**PROBLEM 1**
For the discussion of sport generations, decide whether each statement agrees with the text: (a) water polo is given as a sport called to life by the industrial revolution; (b) wrestling is said to come from the Romans; (c) Wikipedia's history of sports is described as covering post-modern sports at length. Answer each with yes or no and quote the deciding words.
**PROBLEM 2**
List every extreme activity that the discussion of sport generations names as something few people actually do.
**PROBLEM 3**
According to the discussion of sport generations, what made the newest generation of sports possible?

I've recently got a question I would like to quote and answer.
But "new generation" doesn't really mean anything - what's the old generation? who defines it? - and adding the phrase just confuse the reader, who would expect some description of distinct generations in the article. The distinctive elements of the sports should be described in the article, not hyped with phrases. And any sport that's underwater is inherently 3-dimensional, even if UR makes somewhat more use of the vertical axis than other underwater sports (although not all of them - e.g., underwater football or Aquathlon (underwater wrestling)).
I would say common sense defines the meaning of the phrase. UWR belongs to a group of sports which have been developed in the past decades and are defined by the era they were born in. What I mean by this is that we have inherited a lot of sports from the ancient greeks, like wrestling, which are seen by the western world as the classic/olympic disciplines. And there are also many sports which have different, but still long traditions, like soccer or football/rugby. These are newer generation compared to the first types, they are mostly team sports. And then you can find a group of sports usually not older than 300 years which were called to life by the industrial revolution, like water polo. And then there is the newest generation of sports which are made possible by a 2nd boom of development in wealth and technology as the atomic age started when all sports started to be more affected and later defined by the media and the internet. I believe they are many ways significantly different than the previous sports. UWR and UWH and other smaller teamsports are kind of an exception in this group as it mostly includes extreme sports which are broadcasted to many, but done by few. Many people buy expensive mountain bikes suitable to be ridden off a cliff, but it's rare to see someone riding the same level as the person on the videos who influenced these people. Even less fly wingsuits, ski across avalanches or free solo long trad routes on mountains and so on. Wikipedia on the history of sports goes as far as spectator sports, professionalism and performance-enhancing drugs and only leaves a short note about "post-modern" sports.

**DATA EXTRACTS**
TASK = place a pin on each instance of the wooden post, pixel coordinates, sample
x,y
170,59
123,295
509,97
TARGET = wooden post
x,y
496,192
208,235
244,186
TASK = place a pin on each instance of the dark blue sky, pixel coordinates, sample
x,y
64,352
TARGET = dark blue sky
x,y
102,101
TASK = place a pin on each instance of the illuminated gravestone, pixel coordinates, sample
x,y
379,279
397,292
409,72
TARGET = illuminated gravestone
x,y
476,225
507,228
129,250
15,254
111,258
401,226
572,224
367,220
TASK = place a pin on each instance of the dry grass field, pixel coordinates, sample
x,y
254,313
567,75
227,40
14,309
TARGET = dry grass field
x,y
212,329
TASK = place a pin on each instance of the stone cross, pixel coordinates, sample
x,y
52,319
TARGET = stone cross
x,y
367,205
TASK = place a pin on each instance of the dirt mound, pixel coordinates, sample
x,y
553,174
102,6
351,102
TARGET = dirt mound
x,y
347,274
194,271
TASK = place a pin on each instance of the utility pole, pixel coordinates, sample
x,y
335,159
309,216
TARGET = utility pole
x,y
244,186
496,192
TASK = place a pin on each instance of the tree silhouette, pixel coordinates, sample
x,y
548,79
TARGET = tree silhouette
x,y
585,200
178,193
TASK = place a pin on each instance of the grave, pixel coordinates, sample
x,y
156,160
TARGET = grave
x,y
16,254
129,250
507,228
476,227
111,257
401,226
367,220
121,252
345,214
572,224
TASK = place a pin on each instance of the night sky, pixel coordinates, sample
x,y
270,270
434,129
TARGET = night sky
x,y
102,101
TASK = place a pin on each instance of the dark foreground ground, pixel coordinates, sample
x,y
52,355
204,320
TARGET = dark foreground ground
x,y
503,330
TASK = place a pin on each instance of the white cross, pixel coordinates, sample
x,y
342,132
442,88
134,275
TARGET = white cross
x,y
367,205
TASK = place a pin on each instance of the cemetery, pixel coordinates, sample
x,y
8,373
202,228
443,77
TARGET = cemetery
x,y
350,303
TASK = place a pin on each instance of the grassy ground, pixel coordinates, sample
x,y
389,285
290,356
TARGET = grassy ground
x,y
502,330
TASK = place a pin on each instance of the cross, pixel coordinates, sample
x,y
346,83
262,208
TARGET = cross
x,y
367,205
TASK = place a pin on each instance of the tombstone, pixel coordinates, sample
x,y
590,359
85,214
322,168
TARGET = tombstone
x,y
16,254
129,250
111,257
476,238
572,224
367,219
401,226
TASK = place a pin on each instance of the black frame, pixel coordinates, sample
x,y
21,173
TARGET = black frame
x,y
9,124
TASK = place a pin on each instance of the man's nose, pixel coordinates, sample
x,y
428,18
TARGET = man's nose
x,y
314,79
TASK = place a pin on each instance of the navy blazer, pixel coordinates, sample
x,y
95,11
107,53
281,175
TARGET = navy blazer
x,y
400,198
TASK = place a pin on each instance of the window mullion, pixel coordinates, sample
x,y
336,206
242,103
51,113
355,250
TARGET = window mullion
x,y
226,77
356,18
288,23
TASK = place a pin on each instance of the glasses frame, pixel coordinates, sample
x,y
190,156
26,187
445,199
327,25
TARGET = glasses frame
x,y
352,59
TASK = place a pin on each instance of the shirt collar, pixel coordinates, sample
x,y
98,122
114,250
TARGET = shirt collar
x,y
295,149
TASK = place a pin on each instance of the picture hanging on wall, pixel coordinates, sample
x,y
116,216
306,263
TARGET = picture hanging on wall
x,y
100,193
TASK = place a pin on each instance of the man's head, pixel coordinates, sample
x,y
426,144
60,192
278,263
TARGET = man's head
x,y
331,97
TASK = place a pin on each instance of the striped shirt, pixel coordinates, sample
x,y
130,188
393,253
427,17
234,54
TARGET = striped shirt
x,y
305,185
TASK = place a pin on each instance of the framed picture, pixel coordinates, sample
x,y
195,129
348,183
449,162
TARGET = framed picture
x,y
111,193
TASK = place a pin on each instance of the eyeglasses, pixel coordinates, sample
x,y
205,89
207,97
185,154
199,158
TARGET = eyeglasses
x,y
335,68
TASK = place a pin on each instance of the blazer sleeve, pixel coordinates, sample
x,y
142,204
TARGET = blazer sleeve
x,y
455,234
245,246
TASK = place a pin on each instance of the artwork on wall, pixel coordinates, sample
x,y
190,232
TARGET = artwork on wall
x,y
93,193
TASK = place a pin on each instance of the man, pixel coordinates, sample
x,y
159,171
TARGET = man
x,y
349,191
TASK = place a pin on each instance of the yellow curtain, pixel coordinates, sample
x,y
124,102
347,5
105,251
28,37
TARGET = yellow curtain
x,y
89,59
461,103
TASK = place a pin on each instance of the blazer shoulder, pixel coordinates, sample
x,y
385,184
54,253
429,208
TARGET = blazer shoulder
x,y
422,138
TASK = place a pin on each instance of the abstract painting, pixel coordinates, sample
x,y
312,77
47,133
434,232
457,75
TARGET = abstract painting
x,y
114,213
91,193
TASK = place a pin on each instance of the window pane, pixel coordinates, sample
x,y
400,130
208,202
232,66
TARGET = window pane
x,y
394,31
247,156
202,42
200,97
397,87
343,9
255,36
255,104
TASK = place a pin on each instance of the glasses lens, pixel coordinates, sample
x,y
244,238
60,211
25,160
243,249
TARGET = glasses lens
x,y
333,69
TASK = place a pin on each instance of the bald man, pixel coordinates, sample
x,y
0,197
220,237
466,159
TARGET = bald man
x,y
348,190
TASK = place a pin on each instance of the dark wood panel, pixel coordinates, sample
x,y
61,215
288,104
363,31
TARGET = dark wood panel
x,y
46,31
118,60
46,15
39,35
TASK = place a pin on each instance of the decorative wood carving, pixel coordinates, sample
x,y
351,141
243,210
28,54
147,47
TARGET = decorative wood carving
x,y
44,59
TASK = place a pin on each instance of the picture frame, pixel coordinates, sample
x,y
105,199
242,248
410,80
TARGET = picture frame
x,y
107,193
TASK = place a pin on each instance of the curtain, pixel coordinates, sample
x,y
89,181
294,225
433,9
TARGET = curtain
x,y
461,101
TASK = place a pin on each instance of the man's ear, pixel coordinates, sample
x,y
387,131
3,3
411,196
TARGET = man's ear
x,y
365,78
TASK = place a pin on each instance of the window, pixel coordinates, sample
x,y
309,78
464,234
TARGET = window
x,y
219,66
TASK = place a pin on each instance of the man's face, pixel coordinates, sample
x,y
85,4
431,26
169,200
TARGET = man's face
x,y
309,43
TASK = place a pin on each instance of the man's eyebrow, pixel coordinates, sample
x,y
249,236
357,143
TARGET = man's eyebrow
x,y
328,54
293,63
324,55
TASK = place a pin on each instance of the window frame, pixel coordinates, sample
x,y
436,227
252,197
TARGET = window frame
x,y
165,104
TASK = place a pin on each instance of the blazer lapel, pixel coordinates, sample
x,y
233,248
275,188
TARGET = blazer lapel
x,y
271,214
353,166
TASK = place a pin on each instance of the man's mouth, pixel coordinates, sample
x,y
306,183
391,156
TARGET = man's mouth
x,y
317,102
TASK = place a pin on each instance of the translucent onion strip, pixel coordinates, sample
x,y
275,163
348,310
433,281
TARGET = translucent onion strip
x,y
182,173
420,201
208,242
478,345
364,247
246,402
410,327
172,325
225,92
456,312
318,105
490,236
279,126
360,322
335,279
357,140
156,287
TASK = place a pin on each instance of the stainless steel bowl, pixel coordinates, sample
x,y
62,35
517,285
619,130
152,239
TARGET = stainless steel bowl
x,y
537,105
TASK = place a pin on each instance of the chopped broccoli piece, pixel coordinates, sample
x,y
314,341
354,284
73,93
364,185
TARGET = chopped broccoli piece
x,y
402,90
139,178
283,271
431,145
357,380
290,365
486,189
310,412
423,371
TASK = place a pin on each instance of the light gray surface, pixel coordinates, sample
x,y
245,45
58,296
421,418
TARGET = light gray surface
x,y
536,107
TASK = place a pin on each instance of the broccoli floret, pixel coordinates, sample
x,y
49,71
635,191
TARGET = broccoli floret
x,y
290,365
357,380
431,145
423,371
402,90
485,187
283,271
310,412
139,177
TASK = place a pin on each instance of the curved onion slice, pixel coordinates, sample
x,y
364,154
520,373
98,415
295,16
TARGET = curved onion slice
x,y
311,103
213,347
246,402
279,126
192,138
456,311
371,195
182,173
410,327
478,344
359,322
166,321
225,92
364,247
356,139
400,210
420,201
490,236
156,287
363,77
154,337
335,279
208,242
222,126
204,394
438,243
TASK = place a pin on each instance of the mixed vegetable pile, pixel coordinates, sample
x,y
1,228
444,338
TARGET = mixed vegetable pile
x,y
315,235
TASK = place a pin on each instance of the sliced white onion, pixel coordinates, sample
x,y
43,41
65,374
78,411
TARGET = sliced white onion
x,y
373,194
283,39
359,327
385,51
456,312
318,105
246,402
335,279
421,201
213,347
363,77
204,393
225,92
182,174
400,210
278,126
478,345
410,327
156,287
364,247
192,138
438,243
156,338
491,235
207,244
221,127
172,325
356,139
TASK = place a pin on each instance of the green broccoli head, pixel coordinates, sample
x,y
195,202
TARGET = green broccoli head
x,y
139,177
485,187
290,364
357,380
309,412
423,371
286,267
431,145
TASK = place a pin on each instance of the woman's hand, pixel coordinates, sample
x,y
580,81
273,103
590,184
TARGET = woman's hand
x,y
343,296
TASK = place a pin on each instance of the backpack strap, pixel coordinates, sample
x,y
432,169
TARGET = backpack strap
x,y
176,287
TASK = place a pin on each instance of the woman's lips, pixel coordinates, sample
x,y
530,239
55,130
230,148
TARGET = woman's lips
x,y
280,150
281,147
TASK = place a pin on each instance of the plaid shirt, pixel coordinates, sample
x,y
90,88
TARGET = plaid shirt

**ANSWER AREA 1**
(a) Yes: "which were called to life by the industrial revolution, like water polo"
(b) No: "we have inherited a lot of sports from the ancient greeks, like wrestling"
(c) No: "only leaves a short note about "post-modern" sports"

**ANSWER AREA 2**
- Riding mountain bikes off a cliff
- Flying wingsuits
- Skiing across avalanches
- Free soloing long trad routes on mountains

**ANSWER AREA 3**
A 2nd boom of development in wealth and technology as the atomic age started.